(Extracted records)
• • • • •

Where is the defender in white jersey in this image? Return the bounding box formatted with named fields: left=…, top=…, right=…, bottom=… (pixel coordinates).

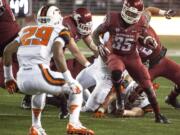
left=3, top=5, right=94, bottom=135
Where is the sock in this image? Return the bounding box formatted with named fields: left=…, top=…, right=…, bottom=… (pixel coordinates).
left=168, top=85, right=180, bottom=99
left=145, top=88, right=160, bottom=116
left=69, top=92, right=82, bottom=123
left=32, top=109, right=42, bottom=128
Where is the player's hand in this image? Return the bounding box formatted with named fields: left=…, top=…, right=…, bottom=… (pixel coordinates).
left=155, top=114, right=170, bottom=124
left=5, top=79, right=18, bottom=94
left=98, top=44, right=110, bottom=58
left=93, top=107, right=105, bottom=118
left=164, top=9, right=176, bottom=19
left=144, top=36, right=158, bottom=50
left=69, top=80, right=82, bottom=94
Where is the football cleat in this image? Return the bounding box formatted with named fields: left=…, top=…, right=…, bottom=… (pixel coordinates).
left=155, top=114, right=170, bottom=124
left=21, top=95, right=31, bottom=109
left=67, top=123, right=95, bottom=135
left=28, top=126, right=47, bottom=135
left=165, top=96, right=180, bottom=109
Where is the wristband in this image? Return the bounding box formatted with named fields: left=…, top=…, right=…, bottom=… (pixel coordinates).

• • • • •

#### What is required
From the line holding "Where is the sock" through the last line above, reproduce each line exactly and add nothing.

#### Result for this exercise
Where is the sock in this image? Return the bounding box formatted with named fields: left=…, top=…, right=…, bottom=… (pixel coordinates).
left=168, top=85, right=180, bottom=99
left=145, top=88, right=160, bottom=116
left=69, top=92, right=82, bottom=123
left=32, top=109, right=42, bottom=128
Where is the player's hand in this image? Return the bounding box formatted with named fields: left=…, top=…, right=…, bottom=… (pixel coordinates).
left=155, top=114, right=170, bottom=124
left=5, top=79, right=18, bottom=94
left=98, top=44, right=110, bottom=58
left=93, top=107, right=105, bottom=118
left=164, top=9, right=176, bottom=19
left=144, top=36, right=158, bottom=50
left=69, top=80, right=82, bottom=94
Where is the football cleat in this image? Return the bounding box formatted with named fields: left=…, top=…, right=…, bottom=… (pixel coordinates).
left=155, top=114, right=170, bottom=124
left=21, top=95, right=31, bottom=109
left=67, top=123, right=95, bottom=135
left=28, top=126, right=47, bottom=135
left=165, top=96, right=180, bottom=109
Where is the wristband in this image? Return the bounding box formatted with named fields: left=…, top=…, right=…, bottom=… (pixel coordinates).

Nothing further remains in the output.